All of the data below is to be repeated exactly, except for the pictures.

● ● ● ● ●

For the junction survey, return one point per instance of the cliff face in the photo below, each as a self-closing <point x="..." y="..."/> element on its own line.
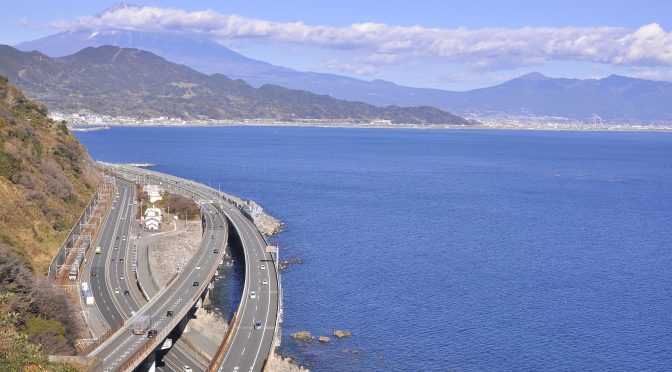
<point x="46" y="178"/>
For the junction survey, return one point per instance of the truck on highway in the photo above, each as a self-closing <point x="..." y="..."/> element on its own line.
<point x="141" y="324"/>
<point x="89" y="298"/>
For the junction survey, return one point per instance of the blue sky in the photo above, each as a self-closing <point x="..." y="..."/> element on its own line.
<point x="442" y="44"/>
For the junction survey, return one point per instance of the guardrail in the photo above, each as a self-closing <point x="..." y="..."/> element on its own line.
<point x="219" y="356"/>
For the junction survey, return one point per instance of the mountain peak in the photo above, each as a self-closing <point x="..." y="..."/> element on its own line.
<point x="118" y="6"/>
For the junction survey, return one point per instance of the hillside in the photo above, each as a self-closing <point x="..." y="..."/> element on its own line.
<point x="46" y="179"/>
<point x="131" y="82"/>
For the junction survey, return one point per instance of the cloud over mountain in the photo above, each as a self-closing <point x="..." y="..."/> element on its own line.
<point x="488" y="48"/>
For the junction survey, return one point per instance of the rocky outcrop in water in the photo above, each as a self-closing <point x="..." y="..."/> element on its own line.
<point x="341" y="334"/>
<point x="290" y="261"/>
<point x="302" y="336"/>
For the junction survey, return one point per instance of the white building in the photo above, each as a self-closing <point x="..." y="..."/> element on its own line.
<point x="152" y="219"/>
<point x="155" y="192"/>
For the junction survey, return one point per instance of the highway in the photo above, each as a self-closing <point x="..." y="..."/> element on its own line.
<point x="110" y="274"/>
<point x="249" y="346"/>
<point x="105" y="270"/>
<point x="178" y="297"/>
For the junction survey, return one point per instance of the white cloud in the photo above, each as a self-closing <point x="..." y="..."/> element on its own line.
<point x="491" y="48"/>
<point x="359" y="69"/>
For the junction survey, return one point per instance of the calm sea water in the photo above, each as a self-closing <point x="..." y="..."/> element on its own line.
<point x="451" y="250"/>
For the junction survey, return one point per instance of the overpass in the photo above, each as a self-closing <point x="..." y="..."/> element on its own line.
<point x="253" y="330"/>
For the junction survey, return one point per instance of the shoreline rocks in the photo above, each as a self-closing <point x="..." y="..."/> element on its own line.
<point x="302" y="336"/>
<point x="290" y="261"/>
<point x="341" y="334"/>
<point x="267" y="224"/>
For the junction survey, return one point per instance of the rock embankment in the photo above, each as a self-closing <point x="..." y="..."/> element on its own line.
<point x="170" y="251"/>
<point x="290" y="261"/>
<point x="302" y="336"/>
<point x="278" y="363"/>
<point x="267" y="224"/>
<point x="341" y="334"/>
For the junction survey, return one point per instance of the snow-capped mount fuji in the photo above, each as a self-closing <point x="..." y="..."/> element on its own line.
<point x="614" y="98"/>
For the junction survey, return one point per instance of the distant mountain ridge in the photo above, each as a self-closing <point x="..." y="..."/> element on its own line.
<point x="614" y="98"/>
<point x="131" y="82"/>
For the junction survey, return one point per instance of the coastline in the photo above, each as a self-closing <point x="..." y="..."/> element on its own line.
<point x="541" y="128"/>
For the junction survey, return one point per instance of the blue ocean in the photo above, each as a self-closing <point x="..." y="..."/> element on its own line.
<point x="450" y="250"/>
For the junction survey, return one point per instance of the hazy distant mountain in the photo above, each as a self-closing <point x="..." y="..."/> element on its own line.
<point x="612" y="98"/>
<point x="130" y="82"/>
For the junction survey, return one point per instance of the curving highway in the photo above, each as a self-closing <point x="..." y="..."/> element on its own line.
<point x="250" y="343"/>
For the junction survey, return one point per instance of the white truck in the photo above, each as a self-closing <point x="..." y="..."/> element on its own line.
<point x="141" y="324"/>
<point x="88" y="295"/>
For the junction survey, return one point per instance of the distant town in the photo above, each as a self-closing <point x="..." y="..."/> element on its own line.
<point x="86" y="121"/>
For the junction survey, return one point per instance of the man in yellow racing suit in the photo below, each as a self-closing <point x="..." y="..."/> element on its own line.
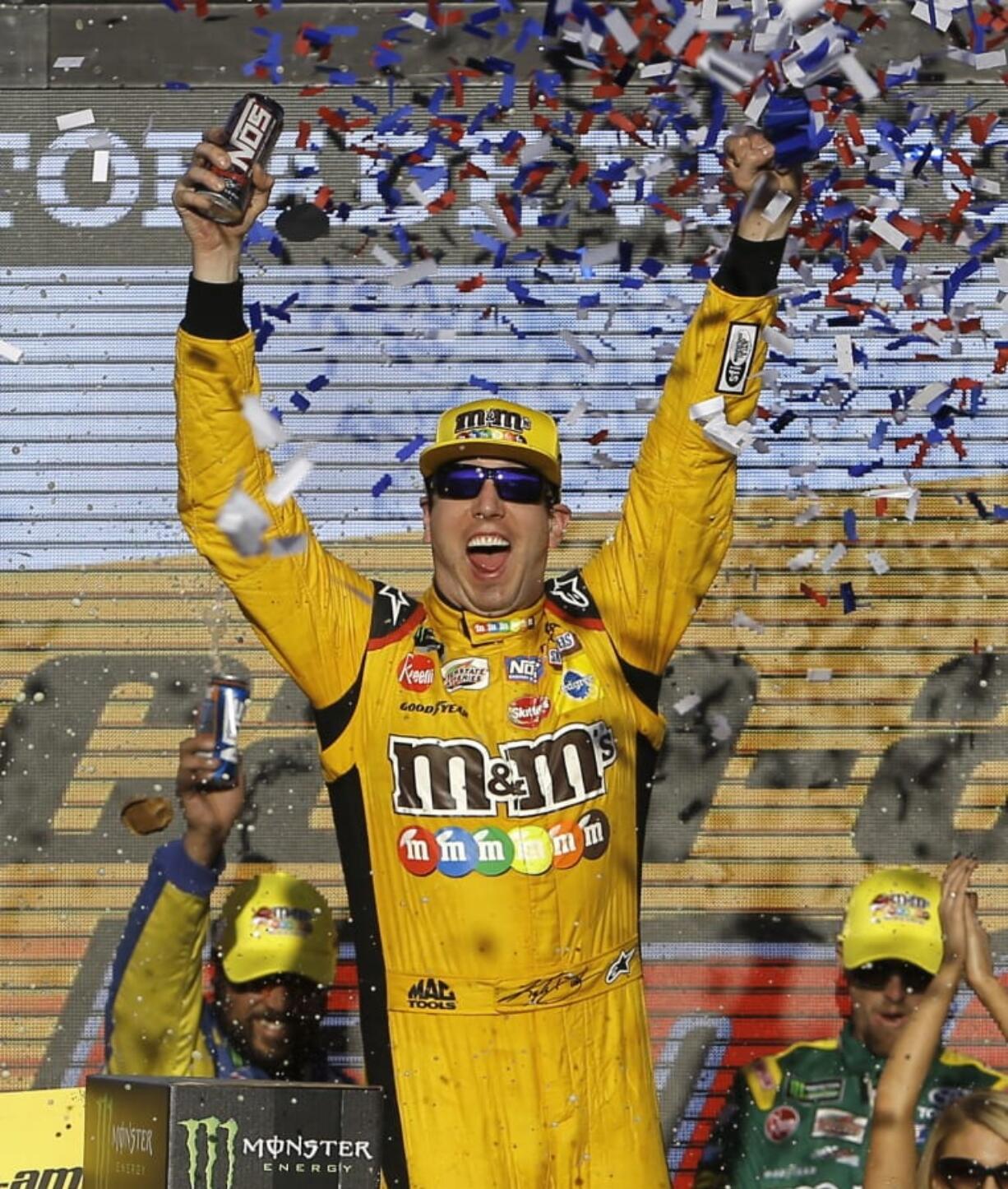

● ● ● ● ●

## Response
For the junction survey, return one point per instance of the cliff face in the photo below, each as a self-closing <point x="..." y="..."/> element on its own line.
<point x="46" y="178"/>
For the junction survey, return one point per instance of the truck on highway in the photo above, each as a self-closing <point x="..." y="..."/> element on its own line.
<point x="141" y="324"/>
<point x="89" y="298"/>
For the junction survey, return one point per instance of the blue sky in the photo above, each as a self-closing <point x="..." y="..."/> element on its own line.
<point x="442" y="44"/>
For the junction survey, return one point per instance of the guardrail in the photo above, each as a self-closing <point x="..." y="..."/> element on its own line.
<point x="219" y="356"/>
For the junction survey, return one point per instance of the mountain peak in the photo above, each as a self-closing <point x="..." y="..."/> element on its own line.
<point x="118" y="6"/>
For the junction survey, return one point per instance of the hillside in the photo above, each as a self-closing <point x="..." y="..."/> element on its own line.
<point x="46" y="179"/>
<point x="131" y="82"/>
For the junction survey, return one point per instance of the cloud over mountain in the photo above, each as a self-closing <point x="..." y="..."/> element on its own line.
<point x="488" y="48"/>
For the junction survey, return one point per instance of the rocky outcrop in water in the photo above, each as a self-closing <point x="..." y="..."/> element on its own line.
<point x="341" y="334"/>
<point x="290" y="261"/>
<point x="302" y="336"/>
For the junction survey, return one point per instance of the white building in the photo above, each as a self-closing <point x="..." y="..."/> element on its own line.
<point x="152" y="219"/>
<point x="155" y="192"/>
For the junction survey, return one point per instance of the highway in the photo above, each as a self-closing <point x="..." y="..."/> element on its own line.
<point x="110" y="274"/>
<point x="249" y="346"/>
<point x="105" y="270"/>
<point x="178" y="297"/>
For the junction survey, return one point per instance of the white cloud in the photo above, each as a self-closing <point x="..." y="..."/> element on its own line.
<point x="491" y="48"/>
<point x="359" y="69"/>
For the junction survey, return one point per instance of the calm sea water in the photo above, each as a self-closing <point x="..." y="..."/> element on its own line.
<point x="451" y="250"/>
For the junction survey, return one point per instance of the overpass in the photo above, each as a self-closing <point x="..." y="..."/> element on its own line.
<point x="253" y="330"/>
For the junction survey, return one point per instance of the shoreline rocks in the photo above, each as a self-closing <point x="..." y="..."/> element on its own line.
<point x="302" y="336"/>
<point x="290" y="261"/>
<point x="341" y="334"/>
<point x="267" y="224"/>
For the junction survey, return one point per instance of the rock embankment in the photo above, each as a self-closing <point x="..." y="..."/> element on its own line.
<point x="170" y="251"/>
<point x="290" y="261"/>
<point x="302" y="336"/>
<point x="278" y="363"/>
<point x="267" y="224"/>
<point x="341" y="334"/>
For the junction survey, return one point per instance of the snow-capped mount fuji in the photo above, each as a self-closing <point x="..." y="..."/> element on its own line.
<point x="614" y="98"/>
For the junction survey, return one point per instance of the distant mountain ridge in the photo above, each as a self-closing <point x="..." y="..."/> element on its own line.
<point x="614" y="98"/>
<point x="131" y="82"/>
For the junction survey, return one point per instance of the coastline in the photo above, each as a self-closing <point x="..." y="..."/> element on its own line.
<point x="541" y="128"/>
For the junction survey, return one point per instance of the blue ocean in the photo above, each as a self-closing <point x="..." y="..."/> element on its own line.
<point x="450" y="250"/>
For the junction survey, return one point per instance of the hazy distant mountain in the photo above, each as a self-closing <point x="..." y="..."/> element on its own line.
<point x="612" y="98"/>
<point x="130" y="82"/>
For the junction survey, return one point per instance of the curving highway in the photo above, each as a self-closing <point x="..." y="..."/> element on its own line.
<point x="250" y="343"/>
For the junction survey, return one point per instance of the white truck in the photo above, each as a self-closing <point x="..." y="..."/> element on its own line.
<point x="141" y="324"/>
<point x="88" y="295"/>
For the junction survey, return one point per instance of the distant town in the photo above, each as a self-closing <point x="..." y="..."/> element on its own line.
<point x="86" y="121"/>
For the junction survey, return one point per instance of the man in yellow racing suit in the photo below, each as a self-closing <point x="..." y="..."/> element on its own line.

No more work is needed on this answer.